TEXT SEGMENT:
— start —

The ISC is featuring contributions from the global science community on Rethinking Human Development. This is a joint project with the United Nations Development Programme (UNDP).
In the year 2000, the World Bank undertook a study in 50 developing countries. The findings were published in a report entitled “Voices of the poor”, which made the point that “there are 2.8 billion poverty experts, the poor themselves. Yet, the development discourse about poverty has been dominated by the perspectives and expertise of those who are not poor.” It is thus refreshing that, today, there is a new will to build knowledge in a more inclusive manner and to combine different types of knowledge innovatively. The Global Sustainable Development Report 2019, entitled ‘The Future is Now – Science for Achieving Sustainable Development’, reflects this will. The overall report and the chapter on sustainability science, especially, explore how to re-conceptualize sustainable human development.
The report insists that scientists, policymakers, business leaders and civil society must radically rethink their partnerships and create experimental spaces for collaboration that could lead society onto a transformative pathway. Citizen science is a key tool for collaboration. Many sources of knowledge remain untapped and the best research happens when scientists collaborate with the communities that would be the immediate beneficiaries of the research. The report also highlights the need for combining academic knowledge with practical and indigenous knowledge. To ensure success, research partnerships should be based on principles that include joint agenda-setting; building trust; mutual learning; shared ownership; and accountability to beneficiaries.

— end —

DATA TO PROCESS:

— start —

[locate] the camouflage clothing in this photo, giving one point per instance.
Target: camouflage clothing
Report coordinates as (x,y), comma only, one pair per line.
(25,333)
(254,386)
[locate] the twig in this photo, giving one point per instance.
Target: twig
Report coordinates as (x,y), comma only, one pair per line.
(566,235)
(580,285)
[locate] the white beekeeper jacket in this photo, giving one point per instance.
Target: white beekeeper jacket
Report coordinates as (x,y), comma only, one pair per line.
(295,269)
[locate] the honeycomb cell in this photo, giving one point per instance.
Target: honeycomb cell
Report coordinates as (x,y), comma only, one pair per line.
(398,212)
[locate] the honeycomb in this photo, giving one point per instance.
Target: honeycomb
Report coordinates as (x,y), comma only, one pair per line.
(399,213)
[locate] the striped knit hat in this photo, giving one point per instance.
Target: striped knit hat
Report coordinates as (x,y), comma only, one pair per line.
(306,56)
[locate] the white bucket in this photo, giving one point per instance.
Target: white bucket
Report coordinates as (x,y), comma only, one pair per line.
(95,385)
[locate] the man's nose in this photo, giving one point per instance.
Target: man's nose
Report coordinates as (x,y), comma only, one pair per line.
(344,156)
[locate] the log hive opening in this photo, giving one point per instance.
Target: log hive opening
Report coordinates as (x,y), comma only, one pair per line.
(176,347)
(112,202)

— end —

EXERCISES:
1. In the text on rethinking human development, what title was given to the report that published the findings of the World Bank's 2000 study?
2. Put everything in the listing from the line containing "[locate] the honeycomb cell" down to the end of the listing into a Markdown table with the columns Row and Line, leaving out blank lines.

ANSWERS TO THE EXERCISE:
1. "Voices of the poor"

2.
| Row | Line |
|---|---|
| 1 | [locate] the honeycomb cell in this photo, giving one point per instance. |
| 2 | Target: honeycomb cell |
| 3 | Report coordinates as (x,y), comma only, one pair per line. |
| 4 | (398,212) |
| 5 | [locate] the honeycomb in this photo, giving one point per instance. |
| 6 | Target: honeycomb |
| 7 | Report coordinates as (x,y), comma only, one pair per line. |
| 8 | (399,213) |
| 9 | [locate] the striped knit hat in this photo, giving one point per instance. |
| 10 | Target: striped knit hat |
| 11 | Report coordinates as (x,y), comma only, one pair per line. |
| 12 | (306,56) |
| 13 | [locate] the white bucket in this photo, giving one point per instance. |
| 14 | Target: white bucket |
| 15 | Report coordinates as (x,y), comma only, one pair per line. |
| 16 | (95,385) |
| 17 | [locate] the man's nose in this photo, giving one point per instance. |
| 18 | Target: man's nose |
| 19 | Report coordinates as (x,y), comma only, one pair per line. |
| 20 | (344,156) |
| 21 | [locate] the log hive opening in this photo, giving one point per instance. |
| 22 | Target: log hive opening |
| 23 | Report coordinates as (x,y), comma only, one pair per line. |
| 24 | (176,347) |
| 25 | (112,202) |